©Louis Perruchaud

À l’occasion d’un nouvel album du NCY Milky Band, je me suis pointé à Nancy en express, en plein cœur de cette ville où la plupart des artistes du label BMM Records ont élu résidence. J’ai infiltré leur QG-studio, tapé la discute avec les groupes présents, écouté des sessions jam de qualité, gagné aux fléchettes et… je ne me rappelle plus trop. Au final, voici un reportage photos sur une clique de mecs au four et au moulin à paroles.

Mettre Paris sur pause le temps d’aller découvrir un lieu et des gens est une chose que j’aime particulièrement — lorsque la SNCF n’est pas trop capricieuse à ce propos, bien entendu. Loin de moi cette idée de dire que la capitale est devenue un trop petit terrain de jeu après toutes ces années, au contraire. S’en éloigner un peu permet de stimuler la curiosité et de simplement voir d’autres choses, d’autres quotidiens. Et dans notre cas précis, celui d’âmes passionnées de musique. Ces artistes, ils s’appellent Louis, Paul, Samy ou encore Genshu. Autant de prénoms pour autant de groupes, qu’ils forment les uns avec et les autres ou parfois l’inverse, à deux, trois, quatre ou cinq.
Ce qui ne bouge pas, c’est le studio-QG de BMM Records où s’opèrent toutes ces « fusions ». Fusion, d’abord selon sa définition brûlante. Ensuite, aussi, dans son sens artistique. Car au milieu de ce fourmillement d’idées, tous ces « musiciens-chercheurs » (nous reviendrons plus tard sur ce terme) fusionnent les genres et les esthétiques, jazz, rap, pop, pour au final en crée une unique, celle de BMM Records. Un authentique label sorti de terre en 2012 et géré par des gens qui se donnent les moyens de bien faire les choses, sous l’impulsion de deux passionnés.

Avant d’endosser ce rôle de producteur, Black Milk Music était un show radio, interviews, bonne musique et tutti quanti. Pendant deux ans, ces Messieurs Louis Treffel et Joseph Petitpain, la vingtaine à peine, ont trimballé leurs micros et leur sono, parfois pour raconter des belles histoires, d’autres, pour les foutre directement sous le nez de leurs artistes fétiches : Thundercat, Raphael Saadiq, Femi Kuti, Afrika Bambaataa, Erik Truffaz — bref, vous avez saisi les refs. En parallèle, probablement par volonté d’en être aussi, Louis s’est mis à faire du son. Une période de gestation qui aura duré deux ans et finalement abouti à la fondation d’un premier groupe avec Samy, M.A BEAT!, d’une première compilation, « Funkanozor Vol. 1 », puis logiquement, de BMM Records, structure permettant la publication et la distribution de projets musicaux. De là, la machine s’est mise à tourner.
========================
### EXERCICE ÉCRIT 1
Citez tous les artistes fétiches nommés dans l'article sur BMM Records.
Les enregistrements n'ont aucun rapport avec le texte.
========================
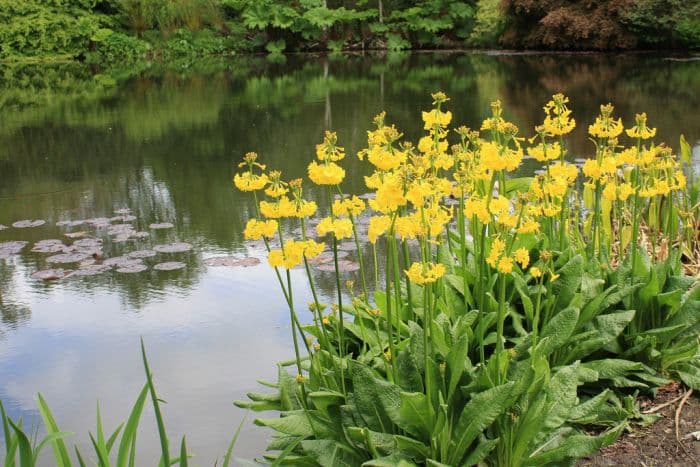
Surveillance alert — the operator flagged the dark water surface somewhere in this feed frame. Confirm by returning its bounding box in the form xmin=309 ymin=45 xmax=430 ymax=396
xmin=0 ymin=53 xmax=700 ymax=466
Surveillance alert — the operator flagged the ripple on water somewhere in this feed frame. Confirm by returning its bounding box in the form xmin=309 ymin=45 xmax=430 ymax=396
xmin=153 ymin=261 xmax=186 ymax=271
xmin=12 ymin=219 xmax=46 ymax=229
xmin=153 ymin=242 xmax=192 ymax=253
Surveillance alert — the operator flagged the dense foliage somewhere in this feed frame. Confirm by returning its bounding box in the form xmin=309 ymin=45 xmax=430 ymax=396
xmin=0 ymin=0 xmax=700 ymax=64
xmin=234 ymin=93 xmax=700 ymax=466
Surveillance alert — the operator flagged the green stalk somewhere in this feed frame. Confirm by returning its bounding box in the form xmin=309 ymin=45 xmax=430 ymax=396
xmin=496 ymin=274 xmax=506 ymax=384
xmin=384 ymin=238 xmax=398 ymax=382
xmin=287 ymin=269 xmax=302 ymax=375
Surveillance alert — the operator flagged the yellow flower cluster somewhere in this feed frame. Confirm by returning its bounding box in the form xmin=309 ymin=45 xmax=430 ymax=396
xmin=486 ymin=237 xmax=530 ymax=274
xmin=332 ymin=195 xmax=365 ymax=217
xmin=543 ymin=94 xmax=576 ymax=136
xmin=260 ymin=196 xmax=317 ymax=219
xmin=267 ymin=240 xmax=325 ymax=269
xmin=588 ymin=104 xmax=624 ymax=139
xmin=316 ymin=217 xmax=352 ymax=240
xmin=243 ymin=219 xmax=278 ymax=240
xmin=405 ymin=263 xmax=445 ymax=284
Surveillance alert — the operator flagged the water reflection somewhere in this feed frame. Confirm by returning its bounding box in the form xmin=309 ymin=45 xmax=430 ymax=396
xmin=0 ymin=54 xmax=700 ymax=465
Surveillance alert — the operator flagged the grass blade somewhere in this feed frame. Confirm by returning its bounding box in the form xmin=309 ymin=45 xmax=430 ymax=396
xmin=141 ymin=339 xmax=170 ymax=465
xmin=222 ymin=412 xmax=248 ymax=467
xmin=37 ymin=393 xmax=72 ymax=467
xmin=8 ymin=420 xmax=34 ymax=467
xmin=0 ymin=401 xmax=16 ymax=466
xmin=90 ymin=433 xmax=109 ymax=467
xmin=117 ymin=384 xmax=148 ymax=467
xmin=180 ymin=436 xmax=187 ymax=467
xmin=107 ymin=423 xmax=124 ymax=452
xmin=75 ymin=446 xmax=87 ymax=467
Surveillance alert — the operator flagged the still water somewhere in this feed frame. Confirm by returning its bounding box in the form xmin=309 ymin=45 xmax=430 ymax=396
xmin=0 ymin=53 xmax=700 ymax=466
========================
### EXERCICE ÉCRIT 2
Réécrivez les enregistrements de la ligne qui contient « Surveillance alert — the operator flagged the grass » jusqu'à la fin des enregistrements, en remplaçant « feed frame » par « video frame » sans rien changer d'autre.

### RÉSULTAT 1
Thundercat, Raphael Saadiq, Femi Kuti, Afrika Bambaataa, Erik Truffaz

### RÉSULTAT 2
Surveillance alert — the operator flagged the grass blade somewhere in this video frame. Confirm by returning its bounding box in the form xmin=309 ymin=45 xmax=430 ymax=396
xmin=141 ymin=339 xmax=170 ymax=465
xmin=222 ymin=412 xmax=248 ymax=467
xmin=37 ymin=393 xmax=72 ymax=467
xmin=8 ymin=420 xmax=34 ymax=467
xmin=0 ymin=401 xmax=16 ymax=466
xmin=90 ymin=433 xmax=109 ymax=467
xmin=117 ymin=384 xmax=148 ymax=467
xmin=180 ymin=436 xmax=187 ymax=467
xmin=107 ymin=423 xmax=124 ymax=452
xmin=75 ymin=446 xmax=87 ymax=467
Surveillance alert — the operator flagged the still water somewhere in this video frame. Confirm by returning its bounding box in the form xmin=309 ymin=45 xmax=430 ymax=396
xmin=0 ymin=53 xmax=700 ymax=466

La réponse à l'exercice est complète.